Task directions:
Each line of the data must reappear exactly in your answer, with no images included.

Record excerpts:
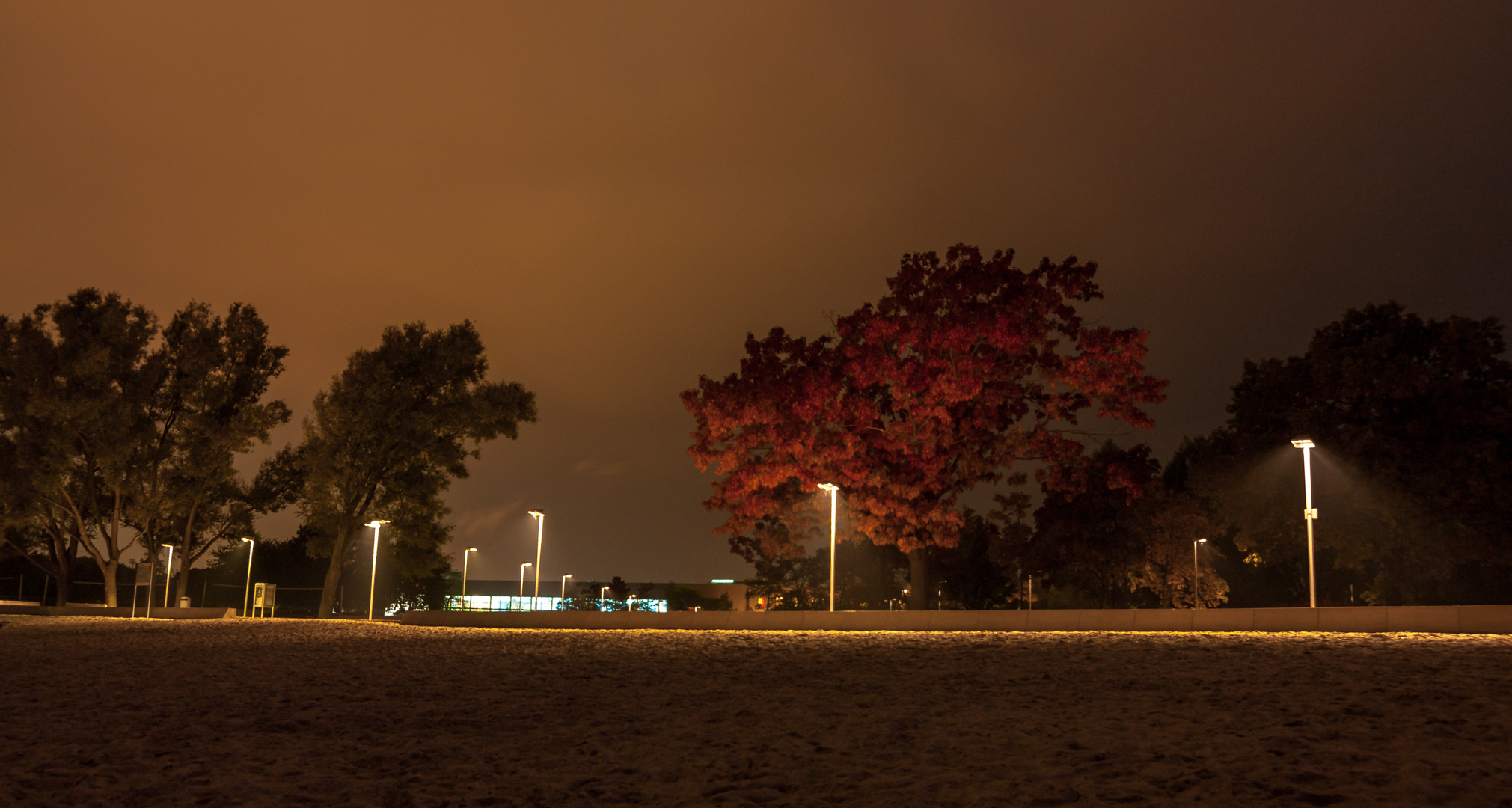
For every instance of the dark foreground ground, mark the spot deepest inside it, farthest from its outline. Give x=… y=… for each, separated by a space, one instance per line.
x=100 y=711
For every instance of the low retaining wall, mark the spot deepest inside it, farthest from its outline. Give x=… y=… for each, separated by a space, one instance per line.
x=1484 y=619
x=171 y=613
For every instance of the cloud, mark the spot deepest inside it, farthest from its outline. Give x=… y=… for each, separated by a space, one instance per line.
x=598 y=468
x=486 y=521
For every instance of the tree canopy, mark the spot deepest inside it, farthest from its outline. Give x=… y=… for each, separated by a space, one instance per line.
x=1412 y=469
x=117 y=433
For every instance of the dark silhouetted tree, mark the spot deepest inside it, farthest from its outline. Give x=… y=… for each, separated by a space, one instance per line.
x=391 y=435
x=968 y=367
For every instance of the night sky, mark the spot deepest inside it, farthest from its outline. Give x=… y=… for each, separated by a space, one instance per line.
x=617 y=192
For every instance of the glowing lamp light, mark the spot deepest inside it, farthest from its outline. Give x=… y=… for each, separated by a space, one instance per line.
x=833 y=491
x=373 y=580
x=465 y=574
x=247 y=592
x=1309 y=515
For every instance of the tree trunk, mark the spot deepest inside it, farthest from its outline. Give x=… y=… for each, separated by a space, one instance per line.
x=333 y=574
x=108 y=569
x=918 y=580
x=182 y=590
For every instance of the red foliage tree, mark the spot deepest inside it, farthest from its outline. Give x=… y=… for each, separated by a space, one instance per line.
x=965 y=368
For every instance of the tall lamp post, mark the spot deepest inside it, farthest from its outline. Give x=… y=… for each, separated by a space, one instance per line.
x=1309 y=515
x=247 y=592
x=540 y=531
x=833 y=491
x=373 y=580
x=168 y=574
x=465 y=574
x=1195 y=571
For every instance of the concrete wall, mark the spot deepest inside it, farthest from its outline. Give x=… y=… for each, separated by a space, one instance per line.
x=173 y=613
x=1485 y=619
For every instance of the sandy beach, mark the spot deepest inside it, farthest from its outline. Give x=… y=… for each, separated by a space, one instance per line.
x=206 y=713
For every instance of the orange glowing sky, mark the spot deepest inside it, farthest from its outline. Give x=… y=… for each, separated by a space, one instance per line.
x=616 y=192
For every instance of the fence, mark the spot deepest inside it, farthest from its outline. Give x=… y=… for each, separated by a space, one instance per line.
x=515 y=602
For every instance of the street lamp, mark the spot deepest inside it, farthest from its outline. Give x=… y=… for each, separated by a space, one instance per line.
x=540 y=531
x=1309 y=515
x=373 y=580
x=1195 y=571
x=465 y=574
x=168 y=574
x=833 y=491
x=247 y=592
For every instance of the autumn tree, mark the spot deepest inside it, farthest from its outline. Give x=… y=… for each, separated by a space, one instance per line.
x=1092 y=544
x=968 y=367
x=1412 y=474
x=391 y=435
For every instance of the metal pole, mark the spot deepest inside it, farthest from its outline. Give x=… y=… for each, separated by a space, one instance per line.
x=1309 y=516
x=540 y=531
x=833 y=494
x=373 y=580
x=247 y=590
x=168 y=574
x=152 y=572
x=465 y=577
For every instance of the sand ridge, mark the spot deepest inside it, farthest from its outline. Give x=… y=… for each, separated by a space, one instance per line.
x=103 y=711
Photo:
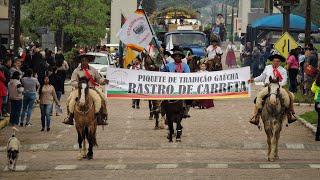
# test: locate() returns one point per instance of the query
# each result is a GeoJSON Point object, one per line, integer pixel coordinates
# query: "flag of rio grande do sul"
{"type": "Point", "coordinates": [136, 31]}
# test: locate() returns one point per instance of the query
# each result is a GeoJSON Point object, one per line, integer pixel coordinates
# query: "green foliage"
{"type": "Point", "coordinates": [84, 21]}
{"type": "Point", "coordinates": [310, 116]}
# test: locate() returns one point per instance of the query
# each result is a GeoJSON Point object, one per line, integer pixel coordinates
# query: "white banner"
{"type": "Point", "coordinates": [140, 84]}
{"type": "Point", "coordinates": [136, 31]}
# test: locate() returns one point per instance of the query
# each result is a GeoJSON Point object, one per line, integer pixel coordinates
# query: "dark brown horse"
{"type": "Point", "coordinates": [154, 105]}
{"type": "Point", "coordinates": [85, 122]}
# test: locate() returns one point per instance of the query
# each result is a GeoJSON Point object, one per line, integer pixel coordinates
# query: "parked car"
{"type": "Point", "coordinates": [101, 62]}
{"type": "Point", "coordinates": [315, 37]}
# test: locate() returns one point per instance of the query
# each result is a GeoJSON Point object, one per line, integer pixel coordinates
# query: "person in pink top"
{"type": "Point", "coordinates": [293, 69]}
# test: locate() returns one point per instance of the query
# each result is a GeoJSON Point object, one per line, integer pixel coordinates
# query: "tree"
{"type": "Point", "coordinates": [84, 22]}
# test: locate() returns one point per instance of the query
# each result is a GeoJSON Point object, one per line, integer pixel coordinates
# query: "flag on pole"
{"type": "Point", "coordinates": [136, 31]}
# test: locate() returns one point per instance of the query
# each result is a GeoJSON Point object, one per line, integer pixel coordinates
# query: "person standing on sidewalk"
{"type": "Point", "coordinates": [3, 91]}
{"type": "Point", "coordinates": [31, 86]}
{"type": "Point", "coordinates": [47, 95]}
{"type": "Point", "coordinates": [57, 82]}
{"type": "Point", "coordinates": [315, 88]}
{"type": "Point", "coordinates": [16, 89]}
{"type": "Point", "coordinates": [6, 102]}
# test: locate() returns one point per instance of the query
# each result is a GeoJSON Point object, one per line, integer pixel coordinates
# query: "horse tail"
{"type": "Point", "coordinates": [91, 135]}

Answer below:
For every instance of the dark foreground ground, mark the spot deepest inside it, farthest from its outline. Give x=… y=… for each, separated by a space, one instance per line.
x=100 y=711
For every instance of the low retaining wall, mark the spot deepest inside it, farthest from its outline. Give x=… y=… for each, separated by a space, one instance per line.
x=1484 y=619
x=171 y=613
For every instance of the cloud, mark the spot deepest inside it, farthest from its outline. Give x=… y=… for each, separated by a space, one instance per line.
x=598 y=468
x=486 y=521
For every instance of the tree canopy, mark the spot deepest inside it, farthest from its outline. Give x=… y=… for each, separated by a space, one instance per line.
x=1412 y=469
x=117 y=433
For every instance of the dark silhouetted tree, mark the spot deepest inside it, farthest from its outline. Give x=… y=… for each, separated by a space, one instance per line.
x=391 y=435
x=968 y=367
For every instance of the night sky, mark the spot deepest inside it, farthest from its outline. Give x=… y=… for each, separated by a space, one instance per line.
x=617 y=192
For every instance of the glowing lamp light, mark the spot deepest inside it, farthest from its outline. Give x=… y=… for each, separated by a space, one instance per line.
x=833 y=491
x=373 y=580
x=465 y=574
x=247 y=592
x=1309 y=515
For every instance of the tree trunk, mark the spot deepest inside it, farthest from its outline. Give x=… y=… for each, separated by a space, one instance per line.
x=333 y=574
x=108 y=569
x=918 y=580
x=182 y=590
For every instance of the red foliage tree, mark the spot deepest inside it, farthest from its outline. Give x=… y=… for each, separated by a space, one instance per line.
x=965 y=368
For every instance of the tall lamp post, mark the spot deepest inside it, farthest from its outline. Give x=… y=… for each, separated by a space, one instance per line.
x=1309 y=515
x=247 y=592
x=540 y=531
x=833 y=491
x=373 y=580
x=168 y=574
x=465 y=574
x=1195 y=571
For every instance of the concrete wall, mark the spot deepest inside it, farthest from its outline. Give x=… y=… for each, separated by a space, one instance per line.
x=173 y=613
x=1485 y=619
For every instance of the sandy beach, mark the spot deepest inside it, farthest from its outline. Give x=… y=… for each, separated by a space, one instance per line.
x=206 y=713
For every instance of the orange glowing sky, mark the spot deepest inside it, farthest from its outline. Give x=… y=… for each, separated by a space, one instance per line.
x=616 y=192
For every instance of the fence, mark the spot deepest inside it, farthest from its outline. Give x=… y=… for each, separated by a space, one instance per line.
x=515 y=602
For every instance of the street lamp, mark the spot deepest inside it, farthest from its outline. Give x=… y=… for each, separated by a space, one instance per line.
x=540 y=531
x=1309 y=515
x=373 y=580
x=1195 y=571
x=465 y=574
x=168 y=574
x=833 y=491
x=247 y=592
For every instance of the autumn tree, mark the spot deepest inside it, farthest from its outline. Give x=… y=… for each, separated by a space, one instance per line.
x=1092 y=544
x=968 y=367
x=1412 y=474
x=391 y=435
For every instance of the metal pole, mark the spot deepest inside it, farthest from its outline. Give x=… y=… for each, separated by a space, one instance per line.
x=1309 y=516
x=540 y=531
x=833 y=494
x=373 y=580
x=247 y=590
x=168 y=574
x=152 y=572
x=465 y=577
For every instance of the sand ridge, mark the spot deepest inside it, farthest from its outline. Give x=… y=… for each, separated by a space, one instance per line.
x=103 y=711
Photo:
# test: locate() returns one point per instance of the query
# each result is a GeoJSON Point object, one per line, integer pixel coordinates
# query: "flag of rio grande do sul"
{"type": "Point", "coordinates": [136, 31]}
# test: locate() returns one point per instance of the query
# each result is a GeoJSON Point object, one per line, integer pixel coordinates
# query: "green foliage"
{"type": "Point", "coordinates": [84, 21]}
{"type": "Point", "coordinates": [310, 116]}
# test: locate() returns one point per instance of the query
# each result is a GeoJSON Point object, one per line, integer pixel coordinates
# query: "white banner"
{"type": "Point", "coordinates": [140, 84]}
{"type": "Point", "coordinates": [136, 31]}
# test: locate() returns one point per instance of the query
# each result is a GeoJSON Point object, one per line, integer pixel coordinates
# query: "dark brown horse"
{"type": "Point", "coordinates": [154, 105]}
{"type": "Point", "coordinates": [85, 122]}
# test: locate() returns one point per instance of the query
# each result is a GeoJSON Point object, one per line, integer pixel coordinates
# query: "parked car"
{"type": "Point", "coordinates": [101, 62]}
{"type": "Point", "coordinates": [315, 37]}
# test: locate() returns one point per instance of the query
# each result is a GeoJSON Point object, one per line, integer pixel coordinates
# query: "person in pink top"
{"type": "Point", "coordinates": [293, 69]}
# test: locate() returns one point per instance of the query
# each result is a GeoJSON Point object, one per line, integer pixel coordinates
# query: "tree"
{"type": "Point", "coordinates": [84, 22]}
# test: locate() returns one point per instance of the query
# each result is a GeoJSON Point object, one per line, integer pixel coordinates
# query: "flag on pole"
{"type": "Point", "coordinates": [136, 31]}
# test: locate() returns one point per instance of the query
# each result is a GeoJSON Point object, one per line, integer pixel coordinates
# query: "person standing on sidewalk"
{"type": "Point", "coordinates": [3, 91]}
{"type": "Point", "coordinates": [31, 86]}
{"type": "Point", "coordinates": [47, 95]}
{"type": "Point", "coordinates": [57, 82]}
{"type": "Point", "coordinates": [315, 88]}
{"type": "Point", "coordinates": [16, 89]}
{"type": "Point", "coordinates": [6, 102]}
# test: locate() returns one point per instance of the query
# each result is a GeoJSON Point object, one per line, integer pixel coordinates
# query: "horse tail"
{"type": "Point", "coordinates": [91, 135]}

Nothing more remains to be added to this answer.